*TASKS TO PERFORM*:
[A] Sum up the analytics flashcards in two sentences.
[B] According to the analytics flashcards, where are Glue errors reported?
[C] Based on the analytics flashcards, do these statements agree with the text? Answer yes or no for each and quote the deciding words. (i) AWS Glue metadata can be imported into Hive. (ii) DynamicRecords in AWS Glue have no schema. (iii) AWS Glue development endpoints are launched in a VPC.

*TEXT*:
## START

Analytics Flashcards
What does Glue create when it scans your unstructured data in S3?
It creates metadata which can be used to query the data.
What is Hive?
It allows you to run SQL like queries from EMR
Can you import a Hive metastore into AWS Glue?
Yes. You can also import AWS Glue metadata into Hive.
How can you increase the performance of a Spark Job?
Provision additional DPUs (Data processing units).
How can you determine how many DPUs you will need for your job?
Enable job metrics to understand the maximum capacity in DPUs that you will need.
Where are Glue errors reported?
Cloudwatch
How can you schedule Glue jobs?
Glue Scheduler.. This is the most straight forward approach.
What is a DynamicFrame in AWS Glue?
a collection of dynamicRecords
What is a DynamicRecord in AWS Glue?
They are records that are self-describing and have a schema.
Using native AWS Glue functionality, how can you drop fields or null fields?
DropFields or DropNullFields transformation
Using AWS Glue, how can you select a subset of records during your ETL process?
Using filter transformation
How can you enrich your data from another source in AWS Glue?
Use the join transformation
What does the Map transformation in AWS Glue do?
It allows you to add fields, delete fields, and perform external lookups.
What does the FindMatches ML transformation do in AWS Glue?
It identifies duplicate or matching records in your dataset. Even when the records do not have a common identifier.
What format conversions can AWS Glue support?
CSV, JSON, Avro, Parquet, ORC, XML
What does AWS Glue ResolveChoice do?
It deals with ambiguities in your DynamicFrame and returns a new one. example is two fields with the same name.
How do you update your Glue Data Catalog?
You can re-run the crawler or have a script use enableUpdateCatalog / updateBehavior
What are AWS Glue Development endpoints?
They allow you to use a notebook to develop your ETL script. They are launched in a VPC and can be used with SageMaker notebook or Zeppelin.
What do AWS Job bookmarks do?

## END

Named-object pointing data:
## START

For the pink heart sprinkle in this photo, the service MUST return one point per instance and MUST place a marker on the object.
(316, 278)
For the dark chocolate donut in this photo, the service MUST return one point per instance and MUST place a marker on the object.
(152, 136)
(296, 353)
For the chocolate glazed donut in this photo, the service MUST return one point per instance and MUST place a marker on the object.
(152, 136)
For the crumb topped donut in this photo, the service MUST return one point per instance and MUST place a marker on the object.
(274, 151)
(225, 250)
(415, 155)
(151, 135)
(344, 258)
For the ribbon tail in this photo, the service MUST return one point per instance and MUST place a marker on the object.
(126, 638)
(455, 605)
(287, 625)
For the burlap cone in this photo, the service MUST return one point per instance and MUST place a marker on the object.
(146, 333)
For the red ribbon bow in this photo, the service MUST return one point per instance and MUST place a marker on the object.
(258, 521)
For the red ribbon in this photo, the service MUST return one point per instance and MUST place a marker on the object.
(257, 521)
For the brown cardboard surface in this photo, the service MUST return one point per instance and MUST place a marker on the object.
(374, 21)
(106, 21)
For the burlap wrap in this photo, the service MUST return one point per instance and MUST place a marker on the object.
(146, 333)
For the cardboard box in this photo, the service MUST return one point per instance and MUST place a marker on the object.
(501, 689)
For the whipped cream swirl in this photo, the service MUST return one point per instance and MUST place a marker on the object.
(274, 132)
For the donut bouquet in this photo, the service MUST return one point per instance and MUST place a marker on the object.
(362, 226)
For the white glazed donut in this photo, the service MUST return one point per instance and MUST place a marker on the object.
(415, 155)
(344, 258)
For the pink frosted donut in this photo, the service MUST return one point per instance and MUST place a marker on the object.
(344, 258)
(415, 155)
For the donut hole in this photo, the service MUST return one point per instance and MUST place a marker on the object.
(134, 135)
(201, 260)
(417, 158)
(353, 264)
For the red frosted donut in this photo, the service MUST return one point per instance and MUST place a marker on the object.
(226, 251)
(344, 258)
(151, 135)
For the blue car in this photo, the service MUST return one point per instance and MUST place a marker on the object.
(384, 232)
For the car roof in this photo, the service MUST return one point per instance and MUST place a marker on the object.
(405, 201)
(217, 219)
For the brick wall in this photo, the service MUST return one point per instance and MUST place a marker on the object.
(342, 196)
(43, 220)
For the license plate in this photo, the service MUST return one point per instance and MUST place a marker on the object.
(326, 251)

## END

*THE RESPONSES*:
[A] The analytics flashcards cover AWS Glue and Hive: how Glue creates metadata from data in S3, where Glue errors are reported, and how Glue jobs are scheduled and sped up with DPUs. They also describe Glue transformations such as DropFields, filter, join, Map, FindMatches and ResolveChoice, along with the format conversions Glue supports, ways to update the Data Catalog, and development endpoints.

[B] Cloudwatch

[C]
(i) Yes: "You can also import AWS Glue metadata into Hive."
(ii) No: "They are records that are self-describing and have a schema."
(iii) Yes: "They are launched in a VPC and can be used with SageMaker notebook or Zeppelin."